**Aim of the task**
Your answer must be every line of the data below that holds the string "drawn", copied exactly.

(Collected data)
* * * *
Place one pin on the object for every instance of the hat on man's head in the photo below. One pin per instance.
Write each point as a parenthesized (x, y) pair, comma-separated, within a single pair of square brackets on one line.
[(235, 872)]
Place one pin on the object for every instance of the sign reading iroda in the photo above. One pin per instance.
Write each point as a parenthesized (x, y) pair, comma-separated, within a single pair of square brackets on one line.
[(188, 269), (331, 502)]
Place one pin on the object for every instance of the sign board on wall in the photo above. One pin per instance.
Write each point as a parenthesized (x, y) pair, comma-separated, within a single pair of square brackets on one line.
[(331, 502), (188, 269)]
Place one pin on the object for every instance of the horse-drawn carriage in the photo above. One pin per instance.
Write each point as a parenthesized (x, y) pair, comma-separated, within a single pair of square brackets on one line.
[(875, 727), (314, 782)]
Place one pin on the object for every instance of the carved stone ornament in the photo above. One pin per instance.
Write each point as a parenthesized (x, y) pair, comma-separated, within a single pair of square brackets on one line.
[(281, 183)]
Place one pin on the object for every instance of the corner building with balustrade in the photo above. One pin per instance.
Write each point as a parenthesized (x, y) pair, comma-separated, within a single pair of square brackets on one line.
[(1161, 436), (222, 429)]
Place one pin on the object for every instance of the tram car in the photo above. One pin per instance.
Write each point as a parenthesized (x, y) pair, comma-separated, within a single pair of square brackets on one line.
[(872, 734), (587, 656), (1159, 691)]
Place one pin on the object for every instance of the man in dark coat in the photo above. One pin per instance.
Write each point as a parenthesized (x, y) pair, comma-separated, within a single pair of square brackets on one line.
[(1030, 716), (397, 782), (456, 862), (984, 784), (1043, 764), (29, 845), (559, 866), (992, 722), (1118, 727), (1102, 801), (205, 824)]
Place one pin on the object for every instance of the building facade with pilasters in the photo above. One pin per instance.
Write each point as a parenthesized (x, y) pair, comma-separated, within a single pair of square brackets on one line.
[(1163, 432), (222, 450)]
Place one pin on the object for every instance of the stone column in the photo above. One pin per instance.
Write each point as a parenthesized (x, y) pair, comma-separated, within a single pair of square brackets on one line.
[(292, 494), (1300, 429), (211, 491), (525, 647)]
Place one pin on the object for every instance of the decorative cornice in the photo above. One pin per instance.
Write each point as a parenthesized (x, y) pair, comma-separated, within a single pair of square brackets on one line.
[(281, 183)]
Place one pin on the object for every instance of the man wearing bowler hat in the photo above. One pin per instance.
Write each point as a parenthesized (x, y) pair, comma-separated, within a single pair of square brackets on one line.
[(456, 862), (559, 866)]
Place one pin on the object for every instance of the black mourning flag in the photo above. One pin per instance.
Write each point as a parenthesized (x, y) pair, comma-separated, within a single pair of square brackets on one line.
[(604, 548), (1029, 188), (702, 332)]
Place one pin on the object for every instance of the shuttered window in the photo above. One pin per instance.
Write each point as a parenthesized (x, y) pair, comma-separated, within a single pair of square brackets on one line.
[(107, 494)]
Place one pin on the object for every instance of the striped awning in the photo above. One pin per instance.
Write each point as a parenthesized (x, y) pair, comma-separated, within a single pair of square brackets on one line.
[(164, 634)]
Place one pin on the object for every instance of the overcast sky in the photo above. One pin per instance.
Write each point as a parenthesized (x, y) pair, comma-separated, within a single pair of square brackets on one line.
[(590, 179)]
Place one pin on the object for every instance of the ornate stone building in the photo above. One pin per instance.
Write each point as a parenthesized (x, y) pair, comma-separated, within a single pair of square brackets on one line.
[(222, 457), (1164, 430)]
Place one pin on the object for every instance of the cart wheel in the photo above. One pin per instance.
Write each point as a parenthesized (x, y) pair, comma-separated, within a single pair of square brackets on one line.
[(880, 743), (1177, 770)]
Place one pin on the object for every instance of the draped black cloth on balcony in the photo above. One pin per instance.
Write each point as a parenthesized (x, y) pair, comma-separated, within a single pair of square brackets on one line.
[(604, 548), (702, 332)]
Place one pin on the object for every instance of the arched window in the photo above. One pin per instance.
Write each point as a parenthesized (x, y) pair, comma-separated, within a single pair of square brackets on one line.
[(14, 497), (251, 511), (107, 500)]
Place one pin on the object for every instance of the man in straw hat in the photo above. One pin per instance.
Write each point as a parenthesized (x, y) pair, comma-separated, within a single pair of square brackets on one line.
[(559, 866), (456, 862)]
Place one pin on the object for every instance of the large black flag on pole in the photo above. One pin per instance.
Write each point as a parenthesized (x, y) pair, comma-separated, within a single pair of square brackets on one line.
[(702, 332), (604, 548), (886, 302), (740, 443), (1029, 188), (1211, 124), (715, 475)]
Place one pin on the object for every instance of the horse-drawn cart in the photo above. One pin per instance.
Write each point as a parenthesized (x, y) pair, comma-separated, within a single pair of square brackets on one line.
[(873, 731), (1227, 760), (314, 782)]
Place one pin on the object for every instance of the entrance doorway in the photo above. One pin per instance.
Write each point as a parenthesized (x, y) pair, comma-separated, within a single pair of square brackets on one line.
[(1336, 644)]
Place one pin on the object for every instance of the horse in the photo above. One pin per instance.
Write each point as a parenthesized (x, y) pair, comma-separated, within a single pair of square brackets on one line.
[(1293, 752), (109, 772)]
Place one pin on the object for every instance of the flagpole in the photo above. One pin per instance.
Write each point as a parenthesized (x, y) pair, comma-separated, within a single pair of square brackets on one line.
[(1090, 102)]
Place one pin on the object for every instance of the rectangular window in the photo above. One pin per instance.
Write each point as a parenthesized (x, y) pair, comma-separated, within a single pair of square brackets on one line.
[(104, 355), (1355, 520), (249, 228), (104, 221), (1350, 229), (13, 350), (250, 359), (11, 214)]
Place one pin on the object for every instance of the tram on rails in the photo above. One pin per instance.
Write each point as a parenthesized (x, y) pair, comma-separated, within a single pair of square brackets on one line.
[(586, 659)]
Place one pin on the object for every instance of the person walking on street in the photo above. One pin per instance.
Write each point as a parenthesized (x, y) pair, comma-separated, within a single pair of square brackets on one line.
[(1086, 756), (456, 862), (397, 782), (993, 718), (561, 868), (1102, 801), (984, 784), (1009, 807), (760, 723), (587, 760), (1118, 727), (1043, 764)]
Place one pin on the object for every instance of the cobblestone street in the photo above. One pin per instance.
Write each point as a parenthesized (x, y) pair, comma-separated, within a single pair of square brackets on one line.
* * * *
**Exercise output**
Place one pin on the object for every instance of the horse-drawn carriage in the photo above. One pin per instance.
Place one pin on the object for every instance of the horse-drawn cart in the photo above. One pin per instance.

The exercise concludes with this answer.